[Start of Dataset rows]

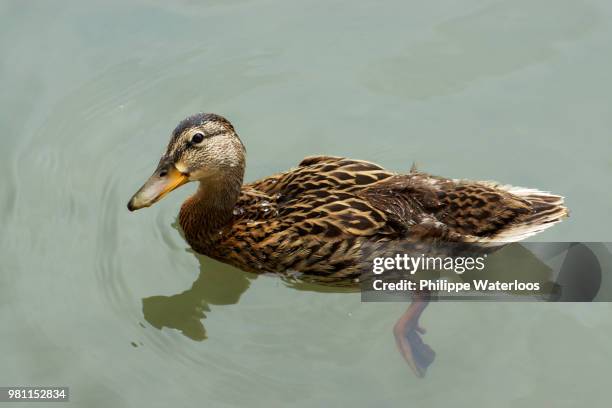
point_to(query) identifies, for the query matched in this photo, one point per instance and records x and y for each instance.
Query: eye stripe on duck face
(198, 137)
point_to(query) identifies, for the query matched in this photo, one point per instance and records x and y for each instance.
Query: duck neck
(204, 214)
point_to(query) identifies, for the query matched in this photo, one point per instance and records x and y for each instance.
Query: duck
(326, 218)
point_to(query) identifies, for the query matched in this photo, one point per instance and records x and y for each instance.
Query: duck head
(203, 147)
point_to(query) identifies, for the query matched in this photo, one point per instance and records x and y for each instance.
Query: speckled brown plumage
(316, 218)
(328, 216)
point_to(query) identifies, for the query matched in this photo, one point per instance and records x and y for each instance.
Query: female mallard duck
(322, 217)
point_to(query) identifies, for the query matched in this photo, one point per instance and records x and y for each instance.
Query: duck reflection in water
(320, 217)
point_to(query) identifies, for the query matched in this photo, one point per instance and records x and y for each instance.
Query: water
(117, 307)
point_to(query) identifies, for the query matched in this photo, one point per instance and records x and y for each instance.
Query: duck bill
(162, 182)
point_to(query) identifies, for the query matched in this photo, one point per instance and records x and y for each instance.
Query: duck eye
(197, 138)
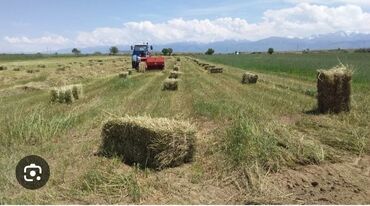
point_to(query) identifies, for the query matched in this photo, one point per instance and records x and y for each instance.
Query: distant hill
(336, 40)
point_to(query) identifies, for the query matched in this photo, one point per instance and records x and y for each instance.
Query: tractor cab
(141, 50)
(141, 53)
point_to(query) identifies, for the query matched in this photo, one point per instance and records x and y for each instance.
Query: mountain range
(335, 40)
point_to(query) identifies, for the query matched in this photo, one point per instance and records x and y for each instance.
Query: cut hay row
(3, 68)
(249, 78)
(170, 84)
(123, 75)
(142, 67)
(67, 94)
(215, 70)
(174, 75)
(334, 89)
(130, 71)
(150, 142)
(32, 71)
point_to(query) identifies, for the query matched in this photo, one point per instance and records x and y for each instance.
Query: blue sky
(36, 24)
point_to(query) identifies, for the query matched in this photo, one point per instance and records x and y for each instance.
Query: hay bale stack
(66, 94)
(32, 71)
(334, 89)
(77, 91)
(123, 75)
(215, 70)
(150, 142)
(209, 67)
(174, 75)
(170, 84)
(249, 78)
(3, 68)
(142, 67)
(130, 71)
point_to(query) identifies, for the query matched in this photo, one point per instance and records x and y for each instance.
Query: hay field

[End of Dataset rows]

[Work to complete]
Output every entry exactly as given; pictures are not part of the copy.

[The output]
point_to(query) identifies, for the query matched in this photo, one point per instance and records x and y for each instance.
Query: eye stripe on duck face
(198, 137)
point_to(query) identifies, for the query matched in this photo, one point per instance and records x and y for each instance.
Query: duck neck
(204, 214)
point_to(query) identifies, for the query matched in this photo, one point per instance and records x and y for each instance.
Query: duck
(326, 218)
point_to(query) identifies, for the query matched in this photo, one point per instance and records x and y for each instance.
Query: duck head
(203, 147)
point_to(query) identifies, for the query matched in this photo, one point per instance and records x and y for each instance.
Query: speckled brown plumage
(316, 218)
(328, 216)
point_to(query) identifies, for the query matched in this photo, one point per instance and records x and y for each instance.
Query: female mallard duck
(322, 217)
point_to(query) identifies, for the query matched in this photo, one point per instance and records x and y for each instance.
Query: duck reflection in water
(320, 217)
point_to(query) identifies, for the query matched in this photo, one point per instance and records x and y for each instance.
Query: water
(117, 307)
point_to(query) identifies, for the query matched in this photo, one point per instance and records x and y for each instance.
Query: duck bill
(162, 182)
point_to(query) identifies, for the query matched in this photo, one point per instance and records x and y for each instance.
Query: duck eye
(197, 138)
point_to(query) identifies, for the query matched in this photo, one point per instance and records x and y for each instance.
Query: distant hill
(336, 40)
point_to(query) identifies, for the query matched in this photo, one point per instance and records x and y for each instance.
Query: tractor cab
(141, 50)
(141, 53)
point_to(query) identifies, for the query matched in this photo, one point per instance and records x and y for each instance.
Query: mountain range
(335, 40)
point_to(query) identifies, for the query matched in this photo, one point per instance and records x and y for each instance.
Query: cut hay row
(3, 68)
(249, 78)
(170, 84)
(123, 75)
(142, 67)
(67, 94)
(215, 70)
(174, 75)
(334, 89)
(130, 71)
(150, 142)
(32, 71)
point_to(query) identifies, for the query matched in this photo, one point per instance and records x and y for each instance.
Query: blue sky
(36, 24)
point_to(query) identifies, for the query matched in this photo, one point per instance and records x and y for each instance.
Query: hay bale stack
(66, 94)
(32, 71)
(334, 89)
(77, 91)
(123, 75)
(215, 70)
(150, 142)
(209, 67)
(174, 75)
(170, 84)
(249, 78)
(3, 68)
(142, 67)
(130, 71)
point_to(query) identifies, for the query matched in this photo, one point per instance and records x and y for each instance.
Query: hay field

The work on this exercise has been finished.